▸ What you will do:
A. Please translate this sentence from the miniatures blog post into Spanish: "Nearly all the other pirate ranges are for the early eighteenth century."
B. Print the part of the miniatures blog post starting with "A range I have" and going on through "This, I want!".
C. According to the miniatures blog post, what are the musketeers in the Firelock Games pirate range equipped with?

▸ Passage shown:
####
What I should really be working on is Argonauts, for a possible Shed Wars campaign later this year so I am going to dig some figures out for that.  I have just found some Foundry Harpies and will base these tomorrow.  I will paint them like the ones in the Harryhausen Jason and the Argonauts I think.  The Foundry figures come in two types, ones with bird like legs and ones with human legs but I don't think I am going to worry about this.  One of them has a bush that would put a seventies Penthouse Pet to shame!




I've been selling some plastic figures I am never going to paint on eBay, such as Gripping Beast's stumpy gnome Vikings and Victrix's hideously complex British Napoleonic infantry.  A lot of metals will follow when I can sort them out.  So I shouldn't be looking at any more but a number of things have (inevitably) caught my eye.  First up, because I have already ordered two packs, are Perry Miniatures Afghans.  These will probably be smaller than the Artizan ones I painted but hopefully not too much smaller because variety is certainly needed for these.   I also have four Studio Miniatures figures somewhere as well, so I will do a comparison picture when they arrive.  The imminent arrival of The Men Who Would be Kings is driving this, of course.




Not on sale yet but very interesting to me are the forthcoming Victrix Early Imperial Romans.  The Warlord ones are uselessly small and I have got rid of all mine but these will work with my Foundry Germans and Renegade (and others) Ancient Britons.  Although it appears they will all be in Lorica Segmentata (ruling out the invasion of Britain, annoyingly) I will be able to use them for Boudica's rebellion.  Very excited by these.  The good news is that they will have pila and sword options (I always have my Romans with pila rather than waving swords about).  They look a bit too 'active' for me but we shall see.




A range I have managed to resist (so far) is Firelock Games lovely new pirates.  Seeking $15,000 on Kickstarter they raised $200,000 more than that!  I am happy to wait for when they are on sale, though as I'm not short of pirates to paint.  The real attraction for me is that they are 17th century figures with musketeers equipped with a collar of bandoliers; just right for Henry Morgan's time.  Nearly all the other pirate ranges are for the early eighteenth century.  Now my Panama project can proceed and I can recreate this Angus McBride picture.  The range will include ships and rules, called Blood and Plunder, too.  Excellent.


This, I want!


I haven't thought much about the Lord of the Rings for some years, given the disappointing support from Games Workshop for The Hobbit.  Now, however, they have formed a special Middle Earth division (well four people) within Forge World and are promising to reintroduce out of production figures, source books and scenery.  Even better, they have some new figures underway, including these wonderful Iron Hills dwarves (below).  These and other things like a plastic Lake-town House kit demonstrate that, contrary to rumours last year, Games Workshop have renewed their licence from New Line.
####
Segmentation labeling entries
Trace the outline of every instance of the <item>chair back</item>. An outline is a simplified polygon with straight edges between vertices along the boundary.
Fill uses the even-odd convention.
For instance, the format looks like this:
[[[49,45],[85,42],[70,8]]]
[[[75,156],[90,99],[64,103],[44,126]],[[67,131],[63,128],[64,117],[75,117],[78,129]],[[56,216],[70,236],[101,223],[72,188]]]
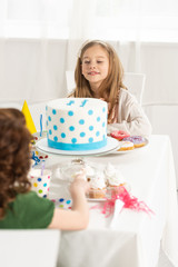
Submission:
[[[0,266],[56,267],[59,241],[53,229],[0,230]]]
[[[142,105],[145,83],[146,83],[145,73],[125,72],[123,85],[137,98],[140,105]]]
[[[66,81],[68,93],[70,93],[76,87],[73,70],[66,71]],[[123,83],[128,88],[128,90],[137,98],[140,105],[142,103],[145,81],[145,73],[125,72]]]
####
▸ Solutions to each task:
A. Casi todas las demás gamas de piratas son de principios del siglo XVIII.

B.
A range I have managed to resist (so far) is Firelock Games lovely new pirates.  Seeking $15,000 on Kickstarter they raised $200,000 more than that!  I am happy to wait for when they are on sale, though as I'm not short of pirates to paint.  The real attraction for me is that they are 17th century figures with musketeers equipped with a collar of bandoliers; just right for Henry Morgan's time.  Nearly all the other pirate ranges are for the early eighteenth century.  Now my Panama project can proceed and I can recreate this Angus McBride picture.  The range will include ships and rules, called Blood and Plunder, too.  Excellent.


This, I want!

C. A collar of bandoliers.